• Exercise instructions
Rewrite the items below with "white cloud" changed to "cloud" and everything else unchanged. Leave the pictures out of your answer.

• Given information

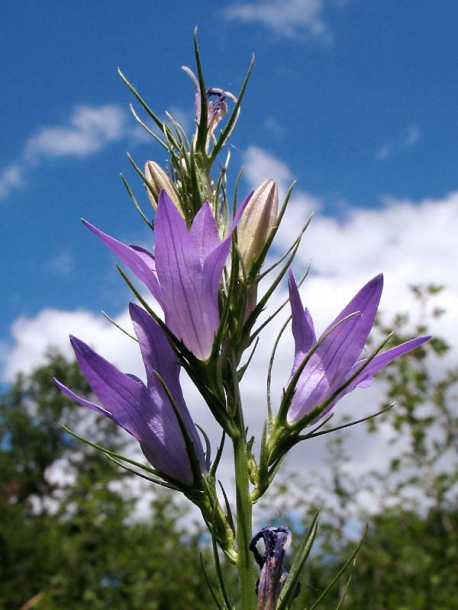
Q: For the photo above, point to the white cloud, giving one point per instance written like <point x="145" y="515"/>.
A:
<point x="11" y="179"/>
<point x="409" y="241"/>
<point x="87" y="131"/>
<point x="294" y="19"/>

• Exercise result
Q: For the photo above, point to the cloud, giving one point per instance written like <point x="145" y="515"/>.
A:
<point x="11" y="179"/>
<point x="409" y="241"/>
<point x="87" y="131"/>
<point x="294" y="19"/>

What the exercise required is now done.